■ Records for the task:

━━━━━━

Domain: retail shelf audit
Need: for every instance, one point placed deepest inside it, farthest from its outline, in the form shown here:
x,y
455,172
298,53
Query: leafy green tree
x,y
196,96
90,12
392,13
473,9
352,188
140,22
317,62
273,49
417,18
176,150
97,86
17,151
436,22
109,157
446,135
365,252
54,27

━━━━━━

■ Stated exercise:
Copy every line above word for word, with nothing added, dropped, or changed.

■ Exercise result:
Domain: retail shelf audit
Need: for every instance, one point placed deepest inside it, farthest from its outline, in the form shown here:
x,y
455,172
298,53
Query: leafy green tree
x,y
196,96
90,12
392,13
473,9
352,188
140,22
317,62
273,49
417,18
176,150
97,86
17,151
436,22
109,157
446,135
365,252
54,27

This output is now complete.